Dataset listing
++++++++++++++++++++

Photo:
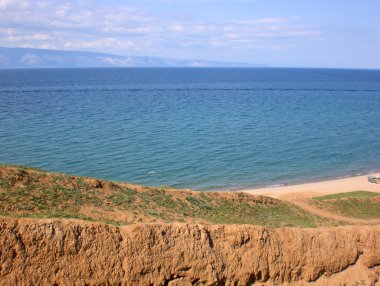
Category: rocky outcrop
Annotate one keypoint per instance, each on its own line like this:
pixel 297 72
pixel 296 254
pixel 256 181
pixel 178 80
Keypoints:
pixel 72 252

++++++++++++++++++++

» **PROBLEM TO WORK ON**: Copy out every line of the listing above word for word, leaving out the pictures.

» **ANSWER FOR THIS EXERCISE**:
Photo:
Category: rocky outcrop
Annotate one keypoint per instance, each on its own line like this:
pixel 297 72
pixel 296 254
pixel 256 181
pixel 178 80
Keypoints:
pixel 72 252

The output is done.